(Saved entries)

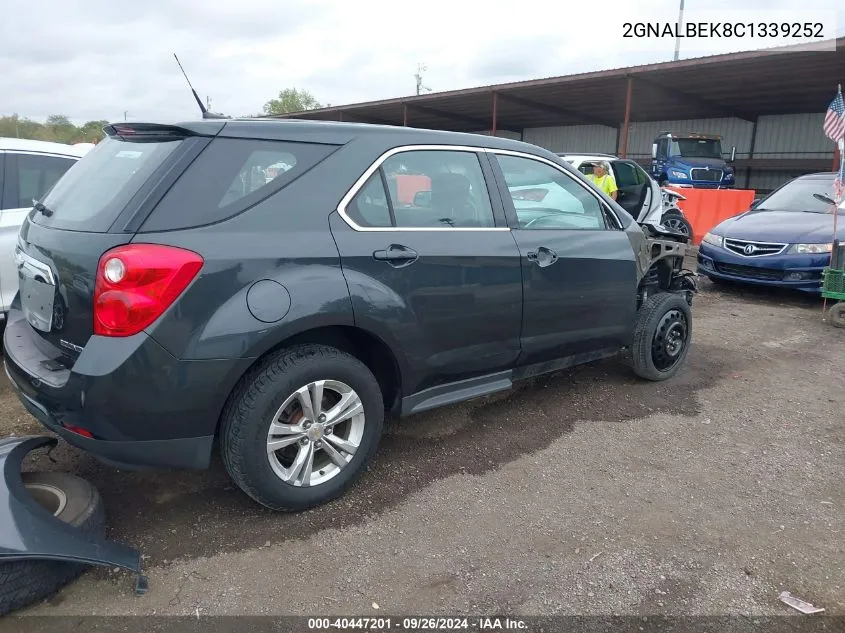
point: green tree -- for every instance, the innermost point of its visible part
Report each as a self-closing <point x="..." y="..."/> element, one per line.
<point x="291" y="100"/>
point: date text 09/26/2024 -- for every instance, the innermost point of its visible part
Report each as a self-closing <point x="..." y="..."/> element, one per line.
<point x="770" y="30"/>
<point x="417" y="624"/>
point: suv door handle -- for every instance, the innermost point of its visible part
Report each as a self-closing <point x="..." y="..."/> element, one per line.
<point x="542" y="257"/>
<point x="397" y="255"/>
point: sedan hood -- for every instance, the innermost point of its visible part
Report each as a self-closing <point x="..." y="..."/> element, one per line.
<point x="791" y="227"/>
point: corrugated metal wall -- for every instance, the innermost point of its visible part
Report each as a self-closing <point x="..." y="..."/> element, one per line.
<point x="574" y="138"/>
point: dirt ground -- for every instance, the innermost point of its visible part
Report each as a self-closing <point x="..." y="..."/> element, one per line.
<point x="587" y="492"/>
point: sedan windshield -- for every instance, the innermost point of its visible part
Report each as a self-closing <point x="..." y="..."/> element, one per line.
<point x="798" y="196"/>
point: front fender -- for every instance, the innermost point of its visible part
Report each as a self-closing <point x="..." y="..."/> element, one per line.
<point x="28" y="531"/>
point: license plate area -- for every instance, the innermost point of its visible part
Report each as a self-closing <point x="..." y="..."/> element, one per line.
<point x="37" y="287"/>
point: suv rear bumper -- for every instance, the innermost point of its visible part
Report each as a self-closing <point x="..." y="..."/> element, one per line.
<point x="142" y="406"/>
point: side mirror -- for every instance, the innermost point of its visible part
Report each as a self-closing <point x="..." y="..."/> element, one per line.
<point x="422" y="199"/>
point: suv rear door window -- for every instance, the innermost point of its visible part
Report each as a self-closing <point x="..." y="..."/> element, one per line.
<point x="98" y="187"/>
<point x="229" y="176"/>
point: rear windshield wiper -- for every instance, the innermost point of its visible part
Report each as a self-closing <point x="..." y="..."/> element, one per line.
<point x="43" y="210"/>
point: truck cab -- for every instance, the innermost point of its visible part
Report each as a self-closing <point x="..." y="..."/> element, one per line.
<point x="691" y="160"/>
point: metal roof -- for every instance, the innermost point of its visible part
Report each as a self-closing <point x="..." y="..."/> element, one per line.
<point x="785" y="80"/>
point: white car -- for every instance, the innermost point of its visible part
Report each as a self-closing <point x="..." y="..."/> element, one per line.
<point x="639" y="194"/>
<point x="28" y="169"/>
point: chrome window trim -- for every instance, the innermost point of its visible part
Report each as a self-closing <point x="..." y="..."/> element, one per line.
<point x="585" y="187"/>
<point x="359" y="184"/>
<point x="24" y="261"/>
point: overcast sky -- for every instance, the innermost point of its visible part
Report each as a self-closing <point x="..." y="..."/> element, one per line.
<point x="95" y="59"/>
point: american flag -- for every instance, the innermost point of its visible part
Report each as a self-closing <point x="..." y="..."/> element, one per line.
<point x="834" y="120"/>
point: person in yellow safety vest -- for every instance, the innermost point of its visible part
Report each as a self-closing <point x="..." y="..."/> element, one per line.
<point x="603" y="179"/>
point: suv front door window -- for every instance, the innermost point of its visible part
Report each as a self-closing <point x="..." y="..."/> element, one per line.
<point x="578" y="266"/>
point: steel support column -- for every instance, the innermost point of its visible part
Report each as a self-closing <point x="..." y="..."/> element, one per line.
<point x="623" y="149"/>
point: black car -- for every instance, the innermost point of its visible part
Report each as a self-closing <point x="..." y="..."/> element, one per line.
<point x="283" y="286"/>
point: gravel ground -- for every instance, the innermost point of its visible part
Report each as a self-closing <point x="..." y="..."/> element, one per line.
<point x="587" y="492"/>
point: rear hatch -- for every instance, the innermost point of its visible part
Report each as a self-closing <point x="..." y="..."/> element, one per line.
<point x="96" y="206"/>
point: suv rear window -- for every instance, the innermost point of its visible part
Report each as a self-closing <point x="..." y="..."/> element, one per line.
<point x="230" y="176"/>
<point x="93" y="192"/>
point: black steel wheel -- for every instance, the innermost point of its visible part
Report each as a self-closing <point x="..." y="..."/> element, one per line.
<point x="662" y="336"/>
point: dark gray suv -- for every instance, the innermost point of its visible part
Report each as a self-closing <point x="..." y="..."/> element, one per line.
<point x="284" y="286"/>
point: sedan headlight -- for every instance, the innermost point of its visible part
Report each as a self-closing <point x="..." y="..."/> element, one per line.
<point x="710" y="238"/>
<point x="815" y="249"/>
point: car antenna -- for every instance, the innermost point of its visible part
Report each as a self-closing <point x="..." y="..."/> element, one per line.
<point x="205" y="113"/>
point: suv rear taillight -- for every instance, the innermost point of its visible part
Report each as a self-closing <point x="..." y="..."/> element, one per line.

*Goal of the exercise*.
Transcribe, from the records above, the first line and every line after it up to and including the line with "point: corrugated metal"; omit pictures.

*Answer below*.
point: green tree -- for every instance, the innermost point of its visible part
Report each as a self-closing <point x="..." y="..."/> element, one per line.
<point x="291" y="100"/>
point: date text 09/26/2024 -- for every instance, the innermost point of its visible part
Report each as a self-closing <point x="..." y="..."/> element, one per line.
<point x="770" y="30"/>
<point x="417" y="624"/>
point: suv door handle -- for every instance, the innermost point of its visible part
Report each as a self-closing <point x="..." y="..."/> element, one per line.
<point x="542" y="257"/>
<point x="397" y="255"/>
point: sedan hood -- for every instance, the innermost point of its visible part
Report each as a self-closing <point x="..." y="..."/> element, one per line.
<point x="791" y="227"/>
point: corrugated metal wall -- for every instance, the innermost point of its visible part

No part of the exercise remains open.